**TASK REQUIREMENTS**
Copy everything from the line containing "Target: stormy sky" down to the end of the material, keeping each line unchanged.

**EXERCISE MATERIAL**

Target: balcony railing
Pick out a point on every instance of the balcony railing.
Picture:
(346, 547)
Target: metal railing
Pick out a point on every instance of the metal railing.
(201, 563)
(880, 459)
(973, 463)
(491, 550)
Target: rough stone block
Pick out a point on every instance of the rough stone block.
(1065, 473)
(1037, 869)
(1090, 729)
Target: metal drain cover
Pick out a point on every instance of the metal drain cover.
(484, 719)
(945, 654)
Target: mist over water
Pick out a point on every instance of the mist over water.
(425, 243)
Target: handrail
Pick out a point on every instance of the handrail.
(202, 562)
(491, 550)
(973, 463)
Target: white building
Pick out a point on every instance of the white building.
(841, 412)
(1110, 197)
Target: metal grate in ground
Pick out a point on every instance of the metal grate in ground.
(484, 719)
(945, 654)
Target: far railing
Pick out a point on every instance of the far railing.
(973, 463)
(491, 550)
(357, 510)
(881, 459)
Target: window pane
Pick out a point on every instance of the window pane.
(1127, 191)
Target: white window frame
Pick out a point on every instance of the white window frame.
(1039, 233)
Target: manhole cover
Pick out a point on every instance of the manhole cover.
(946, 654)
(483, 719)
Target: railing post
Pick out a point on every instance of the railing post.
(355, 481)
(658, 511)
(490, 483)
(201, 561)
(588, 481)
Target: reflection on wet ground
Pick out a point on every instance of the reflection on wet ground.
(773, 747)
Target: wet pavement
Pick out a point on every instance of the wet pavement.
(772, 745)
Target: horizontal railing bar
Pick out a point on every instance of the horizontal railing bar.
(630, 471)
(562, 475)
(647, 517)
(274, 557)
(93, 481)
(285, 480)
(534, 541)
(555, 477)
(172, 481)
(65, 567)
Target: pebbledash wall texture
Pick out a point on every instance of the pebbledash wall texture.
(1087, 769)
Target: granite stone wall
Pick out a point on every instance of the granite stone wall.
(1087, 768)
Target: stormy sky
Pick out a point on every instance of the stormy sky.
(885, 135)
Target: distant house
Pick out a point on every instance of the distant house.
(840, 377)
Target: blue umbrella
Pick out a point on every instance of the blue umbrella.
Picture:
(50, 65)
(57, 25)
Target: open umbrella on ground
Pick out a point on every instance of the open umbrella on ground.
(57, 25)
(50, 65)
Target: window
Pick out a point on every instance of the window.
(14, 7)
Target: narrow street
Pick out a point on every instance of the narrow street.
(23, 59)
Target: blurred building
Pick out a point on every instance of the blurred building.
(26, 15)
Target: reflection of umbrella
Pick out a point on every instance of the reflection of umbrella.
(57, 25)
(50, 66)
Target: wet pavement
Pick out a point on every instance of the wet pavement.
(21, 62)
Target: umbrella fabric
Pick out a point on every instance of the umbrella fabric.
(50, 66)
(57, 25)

**WRITTEN RESPONSE**
Target: stormy sky
Pick out a point on every instance of the stormy sky.
(885, 135)
Target: distant house
Pick out a point on every instance of the distant house.
(840, 377)
Target: blue umbrella
Pick out a point on every instance of the blue umbrella.
Picture:
(50, 65)
(57, 25)
Target: open umbrella on ground
Pick out a point on every instance of the open umbrella on ground.
(57, 25)
(50, 65)
Target: window
Pick out a point on every instance of the window.
(14, 7)
Target: narrow street
Pick out a point on every instance of the narrow street.
(23, 59)
Target: blurred building
Pick out a point on every instance of the blurred building.
(26, 15)
Target: reflection of umbrella
Pick out a point on every instance of the reflection of umbrella.
(57, 25)
(50, 66)
Target: wet pavement
Pick out a point on every instance of the wet pavement.
(21, 62)
Target: umbrella fabric
Pick out a point on every instance of the umbrella fabric.
(50, 66)
(57, 25)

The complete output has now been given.